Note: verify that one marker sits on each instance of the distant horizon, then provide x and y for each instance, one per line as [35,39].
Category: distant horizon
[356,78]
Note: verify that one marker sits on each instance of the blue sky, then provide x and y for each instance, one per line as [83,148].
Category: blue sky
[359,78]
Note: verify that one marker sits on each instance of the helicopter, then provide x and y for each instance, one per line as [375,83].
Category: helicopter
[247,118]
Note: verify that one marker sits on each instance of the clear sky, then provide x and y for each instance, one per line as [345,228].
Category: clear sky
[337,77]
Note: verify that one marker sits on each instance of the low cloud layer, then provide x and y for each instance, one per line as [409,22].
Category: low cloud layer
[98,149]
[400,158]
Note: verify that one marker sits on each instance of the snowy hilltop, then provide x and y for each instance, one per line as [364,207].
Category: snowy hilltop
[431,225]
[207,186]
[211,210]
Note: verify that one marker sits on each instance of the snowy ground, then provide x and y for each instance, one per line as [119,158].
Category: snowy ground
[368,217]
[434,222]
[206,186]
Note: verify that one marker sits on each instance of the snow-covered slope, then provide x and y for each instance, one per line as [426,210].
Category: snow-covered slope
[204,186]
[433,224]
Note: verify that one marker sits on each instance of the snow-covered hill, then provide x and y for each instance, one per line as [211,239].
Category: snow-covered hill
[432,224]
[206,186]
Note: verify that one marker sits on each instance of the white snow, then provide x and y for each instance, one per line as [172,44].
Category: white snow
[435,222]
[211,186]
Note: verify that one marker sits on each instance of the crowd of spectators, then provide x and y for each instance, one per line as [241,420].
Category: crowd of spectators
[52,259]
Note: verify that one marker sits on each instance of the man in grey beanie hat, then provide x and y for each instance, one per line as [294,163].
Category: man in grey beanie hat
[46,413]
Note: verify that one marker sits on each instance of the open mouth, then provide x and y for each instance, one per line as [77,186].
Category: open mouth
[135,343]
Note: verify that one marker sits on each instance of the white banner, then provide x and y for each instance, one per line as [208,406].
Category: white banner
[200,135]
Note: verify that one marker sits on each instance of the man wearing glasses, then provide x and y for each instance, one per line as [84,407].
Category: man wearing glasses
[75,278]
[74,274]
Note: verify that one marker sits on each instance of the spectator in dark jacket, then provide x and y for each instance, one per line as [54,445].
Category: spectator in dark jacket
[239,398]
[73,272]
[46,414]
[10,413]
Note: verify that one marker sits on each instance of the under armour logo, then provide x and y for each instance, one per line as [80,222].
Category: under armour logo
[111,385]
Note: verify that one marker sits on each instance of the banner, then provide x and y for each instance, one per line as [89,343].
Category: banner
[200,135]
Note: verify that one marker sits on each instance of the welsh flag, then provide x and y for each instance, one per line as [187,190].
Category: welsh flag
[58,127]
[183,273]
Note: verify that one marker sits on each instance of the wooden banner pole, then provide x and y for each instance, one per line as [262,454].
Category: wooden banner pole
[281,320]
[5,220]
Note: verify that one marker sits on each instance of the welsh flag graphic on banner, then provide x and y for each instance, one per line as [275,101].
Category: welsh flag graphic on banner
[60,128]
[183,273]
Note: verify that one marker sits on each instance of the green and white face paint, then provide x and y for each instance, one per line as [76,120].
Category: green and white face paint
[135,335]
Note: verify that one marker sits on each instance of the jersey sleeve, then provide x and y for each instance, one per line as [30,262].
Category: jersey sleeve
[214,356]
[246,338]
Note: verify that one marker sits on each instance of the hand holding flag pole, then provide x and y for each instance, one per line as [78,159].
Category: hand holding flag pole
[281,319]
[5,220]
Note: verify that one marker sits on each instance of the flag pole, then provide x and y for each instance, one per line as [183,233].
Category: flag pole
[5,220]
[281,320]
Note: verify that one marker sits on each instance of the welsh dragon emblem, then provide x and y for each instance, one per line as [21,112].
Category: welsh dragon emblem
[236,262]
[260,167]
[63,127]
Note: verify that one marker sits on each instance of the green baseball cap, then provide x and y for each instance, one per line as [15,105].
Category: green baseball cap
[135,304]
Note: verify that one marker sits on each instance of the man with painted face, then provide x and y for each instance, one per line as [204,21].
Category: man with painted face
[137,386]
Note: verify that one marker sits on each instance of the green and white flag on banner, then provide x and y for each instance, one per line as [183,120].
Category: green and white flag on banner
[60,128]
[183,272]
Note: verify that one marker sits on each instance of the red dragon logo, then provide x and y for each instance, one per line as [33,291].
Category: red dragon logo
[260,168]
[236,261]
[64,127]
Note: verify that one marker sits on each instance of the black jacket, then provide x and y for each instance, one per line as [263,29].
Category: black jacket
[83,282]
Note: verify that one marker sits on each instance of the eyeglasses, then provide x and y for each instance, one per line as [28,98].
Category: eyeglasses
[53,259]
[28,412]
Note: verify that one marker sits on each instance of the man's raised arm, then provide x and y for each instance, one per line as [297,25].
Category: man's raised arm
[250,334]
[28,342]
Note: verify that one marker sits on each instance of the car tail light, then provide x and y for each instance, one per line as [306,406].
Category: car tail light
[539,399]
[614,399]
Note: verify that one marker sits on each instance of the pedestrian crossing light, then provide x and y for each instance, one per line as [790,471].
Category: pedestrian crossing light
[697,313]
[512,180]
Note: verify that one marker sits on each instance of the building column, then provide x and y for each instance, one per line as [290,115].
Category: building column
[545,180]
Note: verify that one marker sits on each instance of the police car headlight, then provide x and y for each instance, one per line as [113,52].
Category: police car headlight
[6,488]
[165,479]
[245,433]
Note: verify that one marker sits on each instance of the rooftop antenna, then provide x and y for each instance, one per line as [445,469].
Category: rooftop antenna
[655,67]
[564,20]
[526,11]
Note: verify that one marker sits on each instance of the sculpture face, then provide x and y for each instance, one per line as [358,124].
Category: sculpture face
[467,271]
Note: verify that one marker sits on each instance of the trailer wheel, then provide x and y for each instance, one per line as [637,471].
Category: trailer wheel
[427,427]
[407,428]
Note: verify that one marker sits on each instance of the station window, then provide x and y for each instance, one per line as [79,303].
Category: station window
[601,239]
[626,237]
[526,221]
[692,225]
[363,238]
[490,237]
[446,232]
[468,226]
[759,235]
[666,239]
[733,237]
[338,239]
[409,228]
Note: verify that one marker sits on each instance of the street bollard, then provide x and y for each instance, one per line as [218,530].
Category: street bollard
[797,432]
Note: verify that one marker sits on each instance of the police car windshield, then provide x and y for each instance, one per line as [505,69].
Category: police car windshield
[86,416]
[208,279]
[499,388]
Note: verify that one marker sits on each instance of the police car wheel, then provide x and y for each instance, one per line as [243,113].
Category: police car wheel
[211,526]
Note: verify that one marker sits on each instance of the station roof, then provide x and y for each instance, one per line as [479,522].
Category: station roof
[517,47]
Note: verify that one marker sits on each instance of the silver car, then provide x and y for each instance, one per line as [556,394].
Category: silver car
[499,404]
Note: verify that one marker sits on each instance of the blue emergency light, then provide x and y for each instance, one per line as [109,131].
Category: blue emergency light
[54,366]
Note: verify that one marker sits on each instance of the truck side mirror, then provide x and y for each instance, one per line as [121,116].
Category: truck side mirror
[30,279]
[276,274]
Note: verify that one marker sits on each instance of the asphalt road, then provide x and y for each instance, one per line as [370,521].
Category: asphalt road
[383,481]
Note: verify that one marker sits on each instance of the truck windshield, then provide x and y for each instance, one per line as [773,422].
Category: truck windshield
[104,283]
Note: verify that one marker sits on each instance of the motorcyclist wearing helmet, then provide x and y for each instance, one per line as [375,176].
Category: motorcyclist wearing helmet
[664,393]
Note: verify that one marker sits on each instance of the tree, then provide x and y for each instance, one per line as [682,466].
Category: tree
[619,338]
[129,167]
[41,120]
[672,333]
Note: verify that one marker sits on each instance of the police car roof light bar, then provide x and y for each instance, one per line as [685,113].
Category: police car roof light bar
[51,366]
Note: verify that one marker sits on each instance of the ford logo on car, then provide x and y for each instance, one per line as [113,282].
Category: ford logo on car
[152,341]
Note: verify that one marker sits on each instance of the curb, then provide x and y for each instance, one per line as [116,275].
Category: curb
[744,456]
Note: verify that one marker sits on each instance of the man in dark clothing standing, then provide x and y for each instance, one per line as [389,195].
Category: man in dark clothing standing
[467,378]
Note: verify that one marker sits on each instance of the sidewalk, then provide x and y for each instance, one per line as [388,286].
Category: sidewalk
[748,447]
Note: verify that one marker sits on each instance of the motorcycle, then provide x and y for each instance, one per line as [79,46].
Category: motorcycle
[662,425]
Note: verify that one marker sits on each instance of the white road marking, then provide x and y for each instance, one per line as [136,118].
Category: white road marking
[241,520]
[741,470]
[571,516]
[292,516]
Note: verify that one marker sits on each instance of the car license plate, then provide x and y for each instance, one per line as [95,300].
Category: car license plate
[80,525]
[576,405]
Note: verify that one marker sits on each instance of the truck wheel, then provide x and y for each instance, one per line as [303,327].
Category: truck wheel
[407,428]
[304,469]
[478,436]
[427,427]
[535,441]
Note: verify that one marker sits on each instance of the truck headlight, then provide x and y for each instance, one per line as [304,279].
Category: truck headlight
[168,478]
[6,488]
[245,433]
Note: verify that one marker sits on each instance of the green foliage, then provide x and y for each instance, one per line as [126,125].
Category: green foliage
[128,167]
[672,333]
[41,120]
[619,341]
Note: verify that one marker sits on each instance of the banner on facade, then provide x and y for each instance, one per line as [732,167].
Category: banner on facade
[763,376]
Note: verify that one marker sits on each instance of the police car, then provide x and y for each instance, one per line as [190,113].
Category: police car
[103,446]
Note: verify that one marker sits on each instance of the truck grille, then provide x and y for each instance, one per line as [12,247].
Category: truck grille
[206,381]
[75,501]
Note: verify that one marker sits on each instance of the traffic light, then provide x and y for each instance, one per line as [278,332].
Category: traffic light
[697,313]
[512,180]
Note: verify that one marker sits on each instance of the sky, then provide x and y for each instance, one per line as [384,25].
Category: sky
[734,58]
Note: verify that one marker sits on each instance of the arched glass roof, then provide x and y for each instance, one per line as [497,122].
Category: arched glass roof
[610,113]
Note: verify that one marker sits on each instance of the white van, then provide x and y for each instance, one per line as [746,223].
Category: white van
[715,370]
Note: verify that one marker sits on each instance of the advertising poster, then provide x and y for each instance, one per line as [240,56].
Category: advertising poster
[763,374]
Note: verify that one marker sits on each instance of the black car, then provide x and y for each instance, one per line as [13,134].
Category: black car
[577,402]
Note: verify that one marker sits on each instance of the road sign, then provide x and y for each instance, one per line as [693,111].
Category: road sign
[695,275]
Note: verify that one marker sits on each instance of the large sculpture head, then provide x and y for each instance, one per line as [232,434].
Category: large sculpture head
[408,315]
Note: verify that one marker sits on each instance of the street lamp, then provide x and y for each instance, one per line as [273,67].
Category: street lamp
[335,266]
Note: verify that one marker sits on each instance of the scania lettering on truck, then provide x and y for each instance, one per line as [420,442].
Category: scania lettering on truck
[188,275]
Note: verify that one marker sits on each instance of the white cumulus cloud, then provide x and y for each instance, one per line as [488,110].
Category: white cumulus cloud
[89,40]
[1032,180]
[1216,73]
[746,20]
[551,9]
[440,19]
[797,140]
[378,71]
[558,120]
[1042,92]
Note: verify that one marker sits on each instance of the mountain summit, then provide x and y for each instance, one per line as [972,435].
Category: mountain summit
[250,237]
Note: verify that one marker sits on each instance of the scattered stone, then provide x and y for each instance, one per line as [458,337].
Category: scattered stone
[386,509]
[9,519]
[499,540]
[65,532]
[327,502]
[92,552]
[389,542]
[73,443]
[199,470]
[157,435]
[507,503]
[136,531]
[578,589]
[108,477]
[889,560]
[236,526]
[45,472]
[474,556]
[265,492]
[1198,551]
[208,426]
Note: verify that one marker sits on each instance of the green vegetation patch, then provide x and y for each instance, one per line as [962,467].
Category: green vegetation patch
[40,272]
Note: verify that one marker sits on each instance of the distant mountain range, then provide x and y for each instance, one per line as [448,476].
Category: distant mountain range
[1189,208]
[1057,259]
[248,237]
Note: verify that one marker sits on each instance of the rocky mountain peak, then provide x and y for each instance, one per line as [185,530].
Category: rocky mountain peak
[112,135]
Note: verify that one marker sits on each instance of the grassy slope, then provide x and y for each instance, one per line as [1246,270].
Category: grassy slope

→ WORK INSTRUCTIONS
Exactly as written, give the line containing "line as [972,435]." and all remaining lines of the records.

→ EXERCISE RESULT
Note: verify that one marker sits on each instance of the mountain summit, then provide x and y for each instance, one per line as [972,435].
Category: mountain summit
[250,237]
Note: verify that one marker sits on each instance of the scattered stone, then provide x and y for each instance, one per line as [458,337].
Category: scattered stone
[386,509]
[9,519]
[499,540]
[65,532]
[327,502]
[92,552]
[389,542]
[73,443]
[199,470]
[157,435]
[507,503]
[136,531]
[578,589]
[108,477]
[889,560]
[236,526]
[45,472]
[474,556]
[265,492]
[1198,551]
[208,426]
Note: verify that one marker sits on each instance of the green vegetation patch, then provide x and y for each instance, one per line as [962,467].
Category: green vegetation patch
[40,272]
Note: verify that one marker sits on each instance of the distant mountain range, then provide x and y for each instance, one per line as [448,476].
Category: distant mountain range
[1189,208]
[1057,259]
[248,237]
Note: verify that one marker sits on each instance of the rocky mountain peak, then provide x and y for each instance, one per line as [185,530].
Category: rocky mountain peak
[112,135]
Note: verify that one marker sits on each instance of the grassy slope, then provide x and y for each instance, one per line as [1246,270].
Category: grassy slope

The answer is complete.